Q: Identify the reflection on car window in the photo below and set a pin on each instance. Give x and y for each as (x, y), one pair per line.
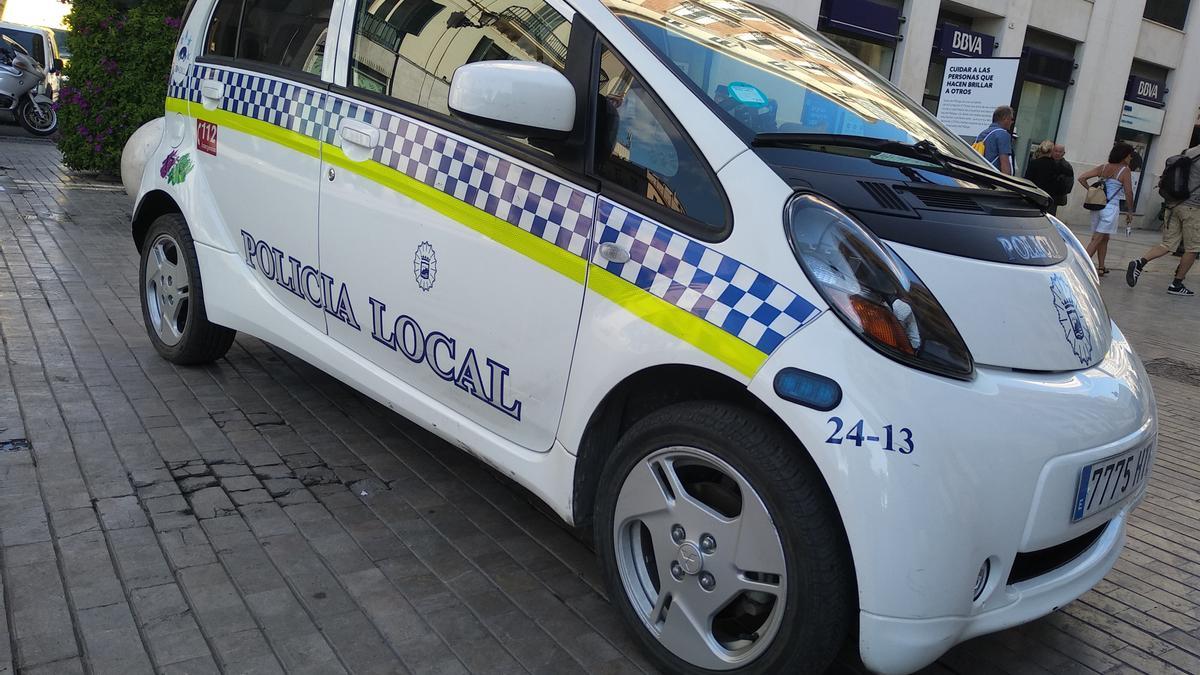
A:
(222, 35)
(640, 149)
(408, 49)
(285, 33)
(774, 76)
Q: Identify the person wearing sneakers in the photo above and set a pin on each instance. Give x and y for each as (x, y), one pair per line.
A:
(1182, 226)
(1115, 177)
(996, 141)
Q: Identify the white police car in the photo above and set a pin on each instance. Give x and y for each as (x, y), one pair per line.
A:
(807, 366)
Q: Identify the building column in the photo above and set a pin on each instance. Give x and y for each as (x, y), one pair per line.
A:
(1092, 109)
(1182, 101)
(804, 11)
(916, 48)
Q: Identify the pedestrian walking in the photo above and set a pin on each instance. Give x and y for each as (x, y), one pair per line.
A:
(1053, 173)
(1114, 185)
(995, 143)
(1182, 226)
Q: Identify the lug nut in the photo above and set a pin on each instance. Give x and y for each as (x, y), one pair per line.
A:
(677, 571)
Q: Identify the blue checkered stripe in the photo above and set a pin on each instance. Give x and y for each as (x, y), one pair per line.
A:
(731, 296)
(551, 210)
(274, 101)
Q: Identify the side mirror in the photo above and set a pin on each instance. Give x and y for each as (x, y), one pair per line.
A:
(515, 97)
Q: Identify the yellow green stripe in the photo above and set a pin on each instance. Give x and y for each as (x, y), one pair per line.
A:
(503, 232)
(683, 324)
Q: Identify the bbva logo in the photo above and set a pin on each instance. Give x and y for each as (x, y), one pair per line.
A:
(969, 42)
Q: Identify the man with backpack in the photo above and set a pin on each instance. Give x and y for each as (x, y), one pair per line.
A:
(1180, 187)
(995, 143)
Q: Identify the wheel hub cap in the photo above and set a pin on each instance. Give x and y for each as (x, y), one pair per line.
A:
(690, 559)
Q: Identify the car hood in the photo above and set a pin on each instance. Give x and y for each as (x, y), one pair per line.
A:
(1023, 317)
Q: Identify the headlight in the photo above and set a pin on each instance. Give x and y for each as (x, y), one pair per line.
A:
(874, 292)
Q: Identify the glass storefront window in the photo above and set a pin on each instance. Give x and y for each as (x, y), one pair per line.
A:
(877, 57)
(1037, 119)
(1169, 12)
(934, 84)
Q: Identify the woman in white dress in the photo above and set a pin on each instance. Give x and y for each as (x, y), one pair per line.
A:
(1117, 186)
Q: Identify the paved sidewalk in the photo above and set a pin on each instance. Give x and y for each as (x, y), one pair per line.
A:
(258, 517)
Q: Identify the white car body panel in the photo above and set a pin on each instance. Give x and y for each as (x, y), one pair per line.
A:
(996, 459)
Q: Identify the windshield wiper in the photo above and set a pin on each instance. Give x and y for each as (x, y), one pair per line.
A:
(922, 150)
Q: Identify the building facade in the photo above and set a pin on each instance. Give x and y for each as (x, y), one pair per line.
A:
(1091, 71)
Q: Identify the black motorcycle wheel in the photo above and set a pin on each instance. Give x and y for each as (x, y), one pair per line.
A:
(43, 124)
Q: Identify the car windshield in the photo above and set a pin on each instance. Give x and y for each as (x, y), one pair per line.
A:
(774, 76)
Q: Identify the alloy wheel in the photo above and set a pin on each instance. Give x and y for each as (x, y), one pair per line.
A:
(700, 557)
(167, 290)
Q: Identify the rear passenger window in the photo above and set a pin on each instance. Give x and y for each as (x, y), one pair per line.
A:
(408, 49)
(640, 149)
(222, 36)
(288, 34)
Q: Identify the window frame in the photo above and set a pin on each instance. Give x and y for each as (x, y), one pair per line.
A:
(282, 72)
(683, 222)
(569, 159)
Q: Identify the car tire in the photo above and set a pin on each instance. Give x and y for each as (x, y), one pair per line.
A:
(706, 449)
(173, 304)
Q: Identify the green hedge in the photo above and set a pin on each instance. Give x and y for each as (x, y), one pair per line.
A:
(117, 79)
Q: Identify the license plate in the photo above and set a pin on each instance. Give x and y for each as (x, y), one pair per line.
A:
(1108, 482)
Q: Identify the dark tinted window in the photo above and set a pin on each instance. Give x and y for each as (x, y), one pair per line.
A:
(222, 36)
(285, 33)
(1170, 12)
(408, 49)
(33, 43)
(641, 149)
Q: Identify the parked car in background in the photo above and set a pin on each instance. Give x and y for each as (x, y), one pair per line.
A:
(42, 46)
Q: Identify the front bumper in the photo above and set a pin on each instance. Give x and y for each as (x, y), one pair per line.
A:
(891, 644)
(993, 473)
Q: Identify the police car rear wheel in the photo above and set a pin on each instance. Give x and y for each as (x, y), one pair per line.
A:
(721, 545)
(173, 298)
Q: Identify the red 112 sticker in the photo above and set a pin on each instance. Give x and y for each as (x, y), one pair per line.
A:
(207, 137)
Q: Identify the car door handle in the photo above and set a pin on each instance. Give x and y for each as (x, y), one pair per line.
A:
(211, 94)
(358, 133)
(613, 252)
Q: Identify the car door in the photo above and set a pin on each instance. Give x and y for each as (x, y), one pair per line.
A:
(258, 105)
(462, 252)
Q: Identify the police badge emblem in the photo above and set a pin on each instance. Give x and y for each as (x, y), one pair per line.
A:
(425, 266)
(1073, 327)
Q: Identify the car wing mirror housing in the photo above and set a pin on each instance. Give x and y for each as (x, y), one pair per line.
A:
(521, 99)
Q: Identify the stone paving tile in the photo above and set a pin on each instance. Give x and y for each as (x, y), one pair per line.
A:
(256, 515)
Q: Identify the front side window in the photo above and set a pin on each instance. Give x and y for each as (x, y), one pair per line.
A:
(288, 34)
(408, 49)
(641, 150)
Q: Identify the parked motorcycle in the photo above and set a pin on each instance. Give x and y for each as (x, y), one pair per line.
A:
(19, 79)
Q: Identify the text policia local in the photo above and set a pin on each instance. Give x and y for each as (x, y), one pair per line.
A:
(403, 334)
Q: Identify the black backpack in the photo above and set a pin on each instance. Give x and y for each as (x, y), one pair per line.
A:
(1174, 185)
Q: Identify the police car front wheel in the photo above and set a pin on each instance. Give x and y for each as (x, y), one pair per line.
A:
(721, 544)
(173, 298)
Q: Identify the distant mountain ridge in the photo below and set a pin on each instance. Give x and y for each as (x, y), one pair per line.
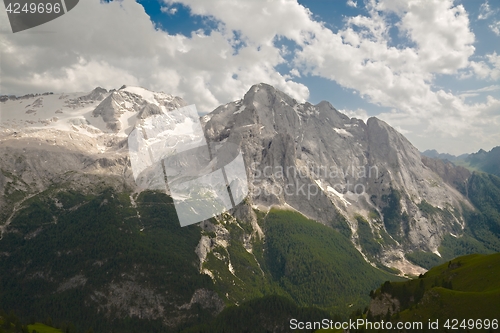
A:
(481, 161)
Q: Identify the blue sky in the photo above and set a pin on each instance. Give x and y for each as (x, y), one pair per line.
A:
(431, 69)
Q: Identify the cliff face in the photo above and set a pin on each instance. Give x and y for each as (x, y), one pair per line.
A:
(323, 164)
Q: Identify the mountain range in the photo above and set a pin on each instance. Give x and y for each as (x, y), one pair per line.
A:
(335, 207)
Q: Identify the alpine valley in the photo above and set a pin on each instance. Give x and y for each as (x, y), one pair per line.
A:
(336, 206)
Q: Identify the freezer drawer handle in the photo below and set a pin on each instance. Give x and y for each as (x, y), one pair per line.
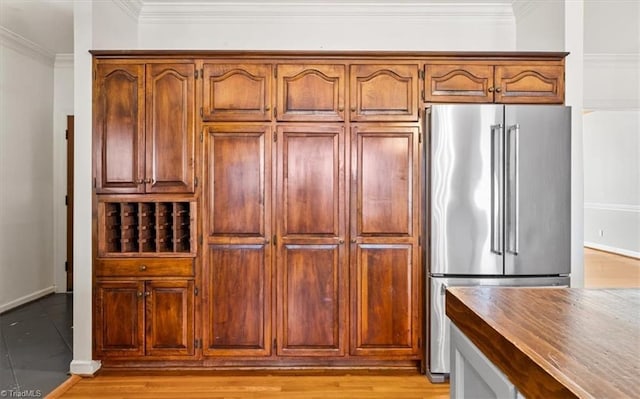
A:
(513, 191)
(497, 181)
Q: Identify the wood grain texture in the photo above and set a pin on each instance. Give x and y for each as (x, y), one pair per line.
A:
(120, 385)
(555, 342)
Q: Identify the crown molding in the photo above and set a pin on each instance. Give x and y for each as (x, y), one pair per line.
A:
(25, 46)
(64, 60)
(299, 12)
(133, 8)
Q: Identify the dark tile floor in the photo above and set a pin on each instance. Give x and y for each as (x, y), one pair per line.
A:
(36, 346)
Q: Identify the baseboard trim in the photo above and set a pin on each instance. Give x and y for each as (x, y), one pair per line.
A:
(27, 298)
(614, 250)
(85, 368)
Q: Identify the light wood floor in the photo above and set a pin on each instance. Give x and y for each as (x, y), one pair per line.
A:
(256, 386)
(606, 270)
(602, 270)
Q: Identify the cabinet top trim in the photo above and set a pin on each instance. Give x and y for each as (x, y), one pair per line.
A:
(364, 55)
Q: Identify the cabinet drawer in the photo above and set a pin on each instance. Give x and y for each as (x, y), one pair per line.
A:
(145, 267)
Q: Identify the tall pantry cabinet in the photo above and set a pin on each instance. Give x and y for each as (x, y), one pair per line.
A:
(263, 209)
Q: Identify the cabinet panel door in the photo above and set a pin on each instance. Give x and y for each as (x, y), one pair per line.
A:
(238, 174)
(170, 318)
(386, 189)
(119, 128)
(312, 299)
(119, 319)
(310, 181)
(385, 300)
(384, 92)
(519, 84)
(170, 129)
(236, 92)
(459, 83)
(310, 92)
(237, 304)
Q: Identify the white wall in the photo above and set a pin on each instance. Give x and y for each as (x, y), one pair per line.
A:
(97, 25)
(330, 25)
(26, 176)
(62, 106)
(612, 126)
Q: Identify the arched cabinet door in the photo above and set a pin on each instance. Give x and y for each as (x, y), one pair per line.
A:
(459, 83)
(236, 92)
(310, 92)
(528, 84)
(384, 93)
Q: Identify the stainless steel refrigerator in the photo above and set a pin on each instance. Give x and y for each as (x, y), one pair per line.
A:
(499, 193)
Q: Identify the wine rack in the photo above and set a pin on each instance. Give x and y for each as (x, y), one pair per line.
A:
(147, 227)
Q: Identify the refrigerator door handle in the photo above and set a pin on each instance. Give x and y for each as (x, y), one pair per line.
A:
(513, 189)
(497, 181)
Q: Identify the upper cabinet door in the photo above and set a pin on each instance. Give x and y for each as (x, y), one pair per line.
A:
(170, 128)
(526, 84)
(310, 92)
(236, 92)
(459, 83)
(384, 92)
(118, 139)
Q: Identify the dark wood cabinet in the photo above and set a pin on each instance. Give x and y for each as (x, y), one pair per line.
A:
(237, 278)
(310, 92)
(265, 209)
(384, 92)
(236, 92)
(385, 290)
(144, 136)
(137, 318)
(508, 84)
(118, 140)
(311, 260)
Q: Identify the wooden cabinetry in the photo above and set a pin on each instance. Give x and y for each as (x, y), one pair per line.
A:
(136, 318)
(237, 277)
(287, 232)
(310, 232)
(480, 83)
(144, 128)
(236, 92)
(385, 295)
(384, 92)
(310, 92)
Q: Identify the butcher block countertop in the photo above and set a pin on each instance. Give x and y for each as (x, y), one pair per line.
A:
(555, 342)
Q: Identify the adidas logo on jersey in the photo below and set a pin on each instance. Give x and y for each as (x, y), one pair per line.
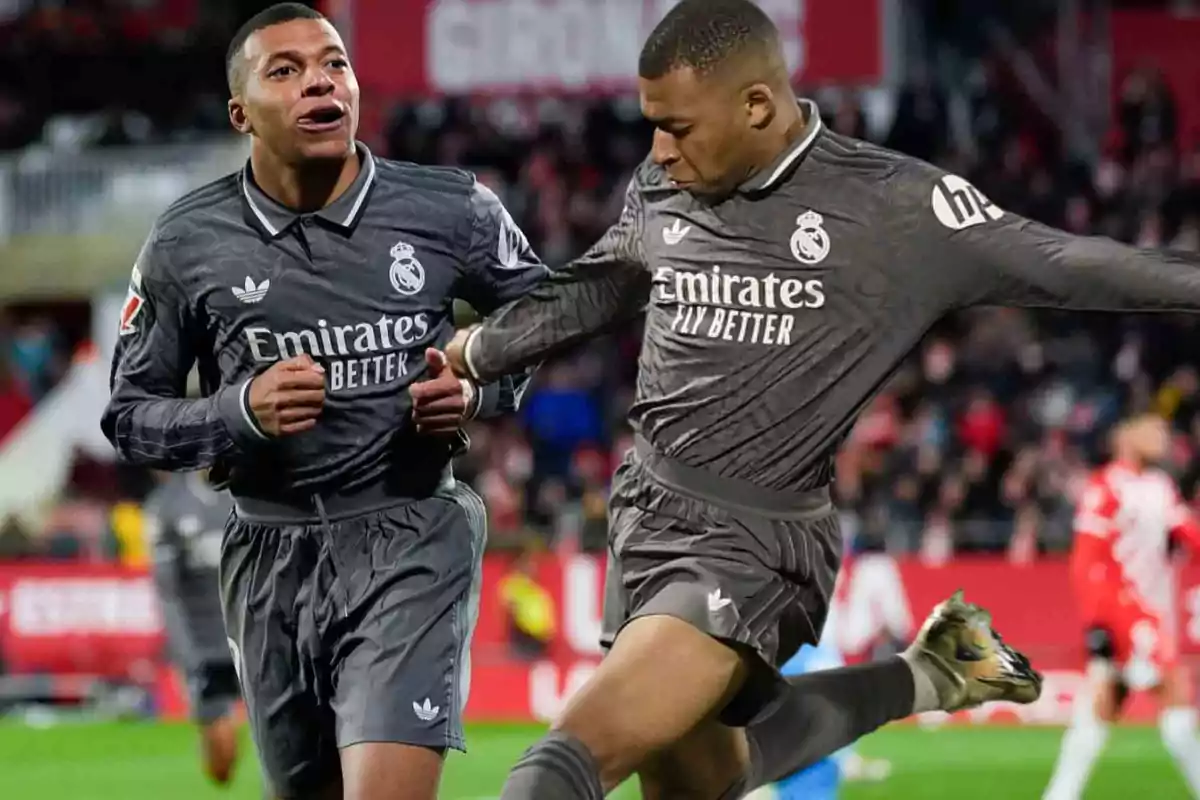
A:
(426, 711)
(250, 293)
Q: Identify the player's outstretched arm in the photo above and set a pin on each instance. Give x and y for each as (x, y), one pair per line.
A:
(149, 420)
(993, 257)
(605, 287)
(501, 268)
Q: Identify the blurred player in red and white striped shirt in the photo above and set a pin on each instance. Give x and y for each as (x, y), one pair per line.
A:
(1127, 517)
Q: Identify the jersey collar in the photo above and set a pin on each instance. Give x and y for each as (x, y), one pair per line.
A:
(275, 217)
(771, 175)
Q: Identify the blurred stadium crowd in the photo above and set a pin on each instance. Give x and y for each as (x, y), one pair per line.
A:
(978, 444)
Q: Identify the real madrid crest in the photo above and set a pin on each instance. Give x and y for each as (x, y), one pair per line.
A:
(407, 274)
(810, 242)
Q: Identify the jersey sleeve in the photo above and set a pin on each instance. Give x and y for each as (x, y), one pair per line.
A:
(605, 287)
(148, 419)
(501, 268)
(991, 257)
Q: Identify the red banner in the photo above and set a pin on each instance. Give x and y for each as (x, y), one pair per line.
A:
(77, 619)
(420, 47)
(101, 620)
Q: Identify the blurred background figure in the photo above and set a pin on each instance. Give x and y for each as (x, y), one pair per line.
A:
(1129, 516)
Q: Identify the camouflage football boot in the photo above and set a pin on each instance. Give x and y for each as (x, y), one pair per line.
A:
(967, 661)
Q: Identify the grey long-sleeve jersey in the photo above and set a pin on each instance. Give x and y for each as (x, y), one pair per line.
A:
(233, 282)
(773, 317)
(185, 522)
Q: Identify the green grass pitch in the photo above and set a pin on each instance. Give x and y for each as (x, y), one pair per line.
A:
(144, 761)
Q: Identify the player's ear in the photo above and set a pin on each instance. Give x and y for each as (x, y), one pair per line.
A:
(238, 118)
(760, 104)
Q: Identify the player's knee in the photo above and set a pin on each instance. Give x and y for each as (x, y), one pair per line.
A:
(661, 678)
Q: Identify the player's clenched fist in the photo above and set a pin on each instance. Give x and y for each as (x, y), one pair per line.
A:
(443, 401)
(288, 397)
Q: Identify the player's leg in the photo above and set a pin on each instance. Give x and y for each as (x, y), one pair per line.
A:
(1096, 708)
(1177, 719)
(216, 697)
(402, 669)
(275, 602)
(708, 761)
(688, 651)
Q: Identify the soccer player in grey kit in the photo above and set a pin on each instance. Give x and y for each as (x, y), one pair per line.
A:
(185, 519)
(785, 271)
(312, 290)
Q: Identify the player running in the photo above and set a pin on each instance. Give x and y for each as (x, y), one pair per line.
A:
(1121, 570)
(785, 271)
(311, 290)
(185, 519)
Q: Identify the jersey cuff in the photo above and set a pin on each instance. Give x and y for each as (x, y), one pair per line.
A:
(233, 405)
(468, 355)
(474, 395)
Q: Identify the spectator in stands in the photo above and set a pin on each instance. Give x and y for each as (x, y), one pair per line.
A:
(1147, 114)
(15, 402)
(528, 607)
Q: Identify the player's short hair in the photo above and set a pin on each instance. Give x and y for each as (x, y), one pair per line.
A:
(705, 35)
(276, 14)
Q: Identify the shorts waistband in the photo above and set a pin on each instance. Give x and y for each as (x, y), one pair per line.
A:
(325, 506)
(731, 492)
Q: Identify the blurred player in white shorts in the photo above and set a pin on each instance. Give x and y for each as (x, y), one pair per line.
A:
(823, 779)
(1122, 575)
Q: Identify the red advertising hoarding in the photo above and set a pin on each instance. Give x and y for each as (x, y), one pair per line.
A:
(429, 47)
(101, 620)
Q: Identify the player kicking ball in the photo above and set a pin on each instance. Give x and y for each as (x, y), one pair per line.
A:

..........

WHAT IS REQUIRED: State how many lines in the entries hold "background". Nothing should come before or after the number.

RESULT: 2